■ Work required: Rewrite the listing from the line with "Task: Where can the shadow" up to and including the line with "x=420, y=431", replacing "with a dot" with "with a point" and changing nothing else. Leave the pictures out of your answer.

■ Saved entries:
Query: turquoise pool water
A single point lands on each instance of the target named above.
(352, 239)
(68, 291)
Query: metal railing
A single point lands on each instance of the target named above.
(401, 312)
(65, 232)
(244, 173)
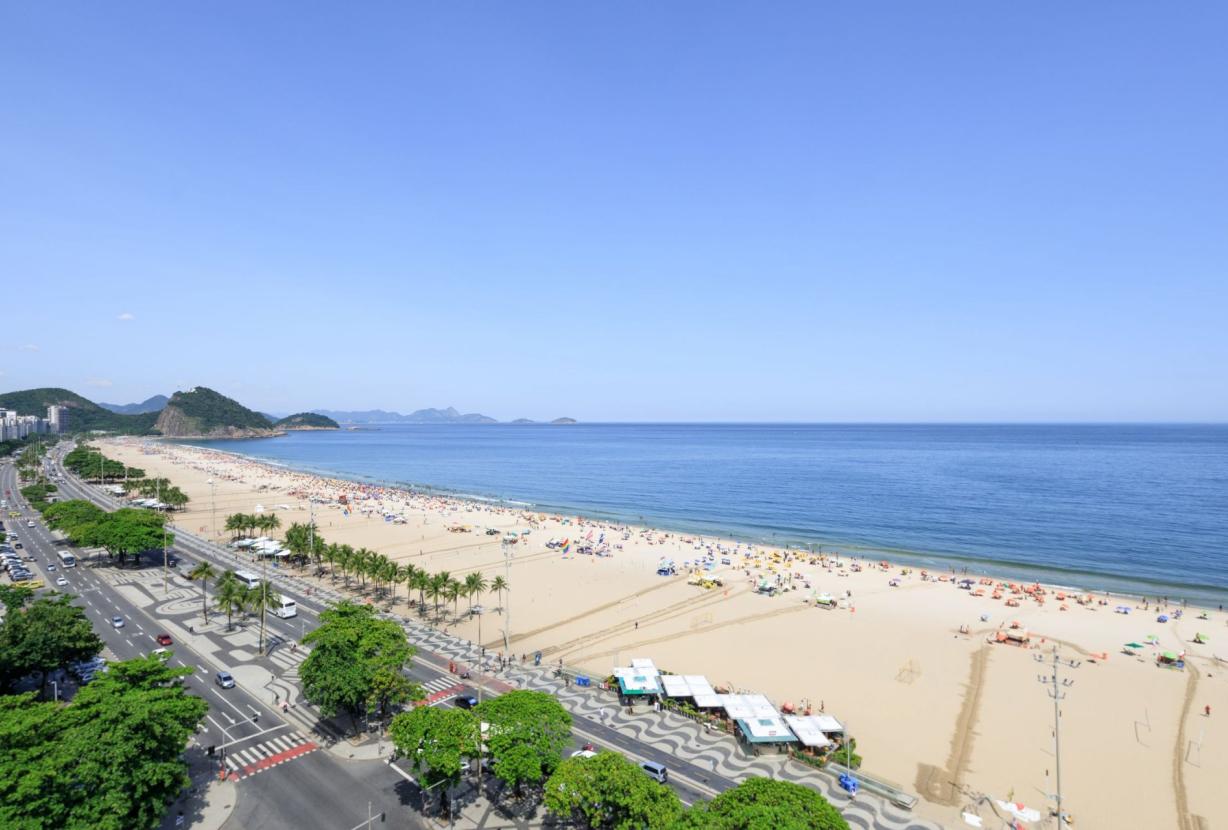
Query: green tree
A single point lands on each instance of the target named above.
(229, 596)
(258, 599)
(111, 759)
(129, 531)
(609, 791)
(354, 656)
(474, 585)
(42, 636)
(499, 585)
(766, 804)
(436, 742)
(204, 572)
(521, 722)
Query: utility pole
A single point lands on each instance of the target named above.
(1054, 686)
(165, 555)
(213, 500)
(507, 612)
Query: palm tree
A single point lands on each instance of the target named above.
(362, 556)
(229, 597)
(404, 574)
(348, 560)
(437, 588)
(420, 581)
(388, 575)
(499, 585)
(454, 591)
(474, 585)
(204, 571)
(269, 522)
(258, 601)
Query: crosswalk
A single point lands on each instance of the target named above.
(279, 749)
(439, 684)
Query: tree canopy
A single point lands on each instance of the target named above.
(111, 759)
(765, 804)
(610, 792)
(43, 635)
(436, 742)
(528, 733)
(356, 662)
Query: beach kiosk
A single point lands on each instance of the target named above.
(637, 682)
(688, 685)
(758, 725)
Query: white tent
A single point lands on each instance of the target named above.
(807, 729)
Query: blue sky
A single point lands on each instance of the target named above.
(621, 211)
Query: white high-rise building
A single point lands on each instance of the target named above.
(57, 418)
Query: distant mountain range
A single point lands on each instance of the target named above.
(448, 415)
(154, 404)
(203, 413)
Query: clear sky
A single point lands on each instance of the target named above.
(624, 210)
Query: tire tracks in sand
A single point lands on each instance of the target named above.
(1184, 820)
(594, 609)
(944, 786)
(689, 605)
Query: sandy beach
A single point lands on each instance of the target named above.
(936, 704)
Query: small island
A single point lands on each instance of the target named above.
(307, 421)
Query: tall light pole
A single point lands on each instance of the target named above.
(1054, 686)
(213, 500)
(507, 612)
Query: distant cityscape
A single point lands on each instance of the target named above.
(16, 427)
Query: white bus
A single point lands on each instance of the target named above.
(247, 578)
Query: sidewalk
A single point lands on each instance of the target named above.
(208, 802)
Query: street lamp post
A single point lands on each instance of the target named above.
(1054, 686)
(213, 501)
(507, 612)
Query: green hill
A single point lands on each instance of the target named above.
(307, 421)
(204, 413)
(84, 414)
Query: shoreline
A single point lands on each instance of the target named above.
(1125, 587)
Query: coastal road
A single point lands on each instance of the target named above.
(690, 780)
(285, 781)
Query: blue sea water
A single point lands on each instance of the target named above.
(1121, 507)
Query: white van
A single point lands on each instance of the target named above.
(247, 578)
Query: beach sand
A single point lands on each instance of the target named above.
(944, 715)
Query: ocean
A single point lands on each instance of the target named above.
(1134, 508)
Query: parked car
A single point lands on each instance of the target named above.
(656, 771)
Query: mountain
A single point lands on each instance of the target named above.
(84, 414)
(307, 421)
(448, 415)
(202, 413)
(154, 404)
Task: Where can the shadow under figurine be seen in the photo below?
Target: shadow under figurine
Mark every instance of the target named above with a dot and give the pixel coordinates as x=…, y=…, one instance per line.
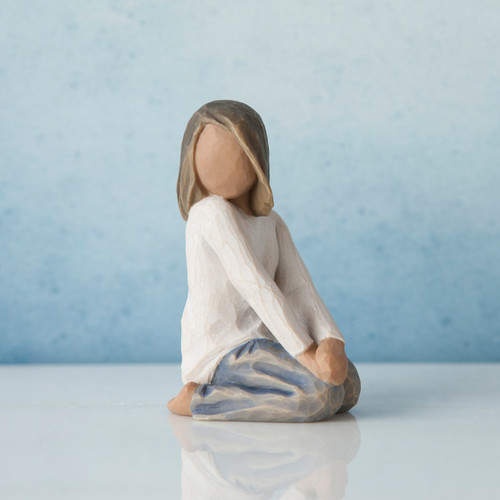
x=258, y=343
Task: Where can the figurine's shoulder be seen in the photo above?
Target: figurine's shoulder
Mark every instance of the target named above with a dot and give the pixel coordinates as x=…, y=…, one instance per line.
x=209, y=209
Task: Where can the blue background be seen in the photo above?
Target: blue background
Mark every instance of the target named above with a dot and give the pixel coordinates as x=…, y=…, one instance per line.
x=384, y=127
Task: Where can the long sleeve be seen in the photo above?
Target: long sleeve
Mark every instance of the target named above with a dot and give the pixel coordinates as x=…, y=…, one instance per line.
x=295, y=282
x=224, y=235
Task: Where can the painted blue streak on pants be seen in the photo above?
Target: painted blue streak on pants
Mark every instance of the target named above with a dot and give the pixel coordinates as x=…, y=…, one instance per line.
x=260, y=381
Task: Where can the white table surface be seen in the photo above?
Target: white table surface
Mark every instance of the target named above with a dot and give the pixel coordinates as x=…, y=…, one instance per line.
x=420, y=431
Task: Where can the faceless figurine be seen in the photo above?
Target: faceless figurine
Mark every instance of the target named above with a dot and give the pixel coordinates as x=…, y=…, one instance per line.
x=258, y=343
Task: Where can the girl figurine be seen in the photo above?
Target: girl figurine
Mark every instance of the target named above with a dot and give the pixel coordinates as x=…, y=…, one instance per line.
x=258, y=343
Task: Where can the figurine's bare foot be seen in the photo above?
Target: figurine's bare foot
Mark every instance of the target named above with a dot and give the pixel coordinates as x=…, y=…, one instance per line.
x=332, y=362
x=181, y=404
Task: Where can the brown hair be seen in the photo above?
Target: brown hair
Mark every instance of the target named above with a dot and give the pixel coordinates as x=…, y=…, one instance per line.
x=248, y=129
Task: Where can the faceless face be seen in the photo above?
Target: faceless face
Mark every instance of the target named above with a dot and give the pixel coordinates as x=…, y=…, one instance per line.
x=222, y=166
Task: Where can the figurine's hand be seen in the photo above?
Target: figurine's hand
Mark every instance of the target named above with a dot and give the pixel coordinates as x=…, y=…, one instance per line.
x=327, y=361
x=332, y=361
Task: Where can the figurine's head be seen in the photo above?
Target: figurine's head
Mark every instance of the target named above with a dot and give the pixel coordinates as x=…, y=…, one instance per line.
x=225, y=152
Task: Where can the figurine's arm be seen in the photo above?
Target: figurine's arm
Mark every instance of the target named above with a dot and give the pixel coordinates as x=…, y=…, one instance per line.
x=326, y=358
x=223, y=234
x=295, y=282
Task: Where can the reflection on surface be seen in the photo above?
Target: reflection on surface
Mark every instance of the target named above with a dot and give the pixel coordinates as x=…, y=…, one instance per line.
x=254, y=460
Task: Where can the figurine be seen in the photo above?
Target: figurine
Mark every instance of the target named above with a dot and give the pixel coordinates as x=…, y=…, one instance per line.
x=258, y=343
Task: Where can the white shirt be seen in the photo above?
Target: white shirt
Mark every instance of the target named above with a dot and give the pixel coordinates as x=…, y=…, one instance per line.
x=246, y=280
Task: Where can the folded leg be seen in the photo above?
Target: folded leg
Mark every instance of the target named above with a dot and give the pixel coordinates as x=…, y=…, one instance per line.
x=260, y=381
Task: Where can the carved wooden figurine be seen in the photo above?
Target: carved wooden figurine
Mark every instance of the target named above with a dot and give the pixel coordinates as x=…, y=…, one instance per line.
x=258, y=343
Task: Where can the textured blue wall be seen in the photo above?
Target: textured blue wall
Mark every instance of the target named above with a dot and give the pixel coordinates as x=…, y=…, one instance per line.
x=384, y=125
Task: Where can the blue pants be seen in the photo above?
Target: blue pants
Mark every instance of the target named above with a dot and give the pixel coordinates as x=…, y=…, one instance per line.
x=260, y=381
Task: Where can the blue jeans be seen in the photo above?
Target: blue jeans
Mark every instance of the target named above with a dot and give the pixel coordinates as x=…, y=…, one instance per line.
x=260, y=381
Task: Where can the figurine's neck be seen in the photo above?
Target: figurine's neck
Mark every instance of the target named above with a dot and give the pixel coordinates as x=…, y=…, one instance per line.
x=243, y=202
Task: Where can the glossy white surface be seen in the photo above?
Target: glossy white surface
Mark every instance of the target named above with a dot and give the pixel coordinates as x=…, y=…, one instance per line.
x=103, y=432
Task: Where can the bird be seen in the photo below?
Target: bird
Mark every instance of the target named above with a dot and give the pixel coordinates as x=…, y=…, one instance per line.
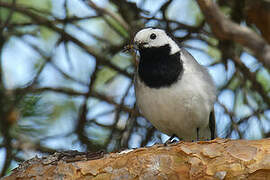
x=173, y=91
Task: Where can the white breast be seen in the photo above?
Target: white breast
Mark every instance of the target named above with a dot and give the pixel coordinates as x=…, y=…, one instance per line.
x=181, y=108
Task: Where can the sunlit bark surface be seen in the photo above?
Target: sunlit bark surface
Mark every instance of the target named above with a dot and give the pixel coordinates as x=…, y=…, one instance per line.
x=217, y=159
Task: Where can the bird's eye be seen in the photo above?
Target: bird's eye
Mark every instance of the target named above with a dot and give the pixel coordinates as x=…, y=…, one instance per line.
x=153, y=36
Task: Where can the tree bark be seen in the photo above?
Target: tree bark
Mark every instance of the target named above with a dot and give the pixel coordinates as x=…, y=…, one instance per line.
x=216, y=159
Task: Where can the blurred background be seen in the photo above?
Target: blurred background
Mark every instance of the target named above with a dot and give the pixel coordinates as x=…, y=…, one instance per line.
x=66, y=84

■ Task result:
Task: Where can the shadow under figurine be seen in the photo below?
Target: shadow under figurine
Mark every instance of the target named above with a point and give the pixel coordinates as x=…, y=…, one instance per line.
x=258, y=343
Task: Where can the figurine's shoulder be seen in the photo above?
Target: figurine's shoulder
Mark every instance of the target named above with a point and give the pixel coordinates as x=…, y=…, one instance per line.
x=209, y=209
Task: Where can the blue background be seen in the photo above?
Target: blue background
Mark every instance of the target named above with a point and give the pixel coordinates as x=…, y=…, one instance per line.
x=384, y=127
Task: Where can the long sleeve be seen in the photo above?
Target: long sleeve
Mark every instance of the target named above with a point and give the pixel coordinates as x=…, y=…, one instance per line.
x=295, y=282
x=224, y=235
Task: Where can the painted blue streak on pants be seen in the photo above?
Target: painted blue streak on pants
Mark every instance of the target named above with a point and give the pixel coordinates as x=…, y=…, one instance per line.
x=260, y=381
Task: Where can the white table surface be seen in the photo above?
Target: white table surface
Mark every instance of the target named above with a point and give the pixel coordinates as x=…, y=…, one instance per line.
x=420, y=431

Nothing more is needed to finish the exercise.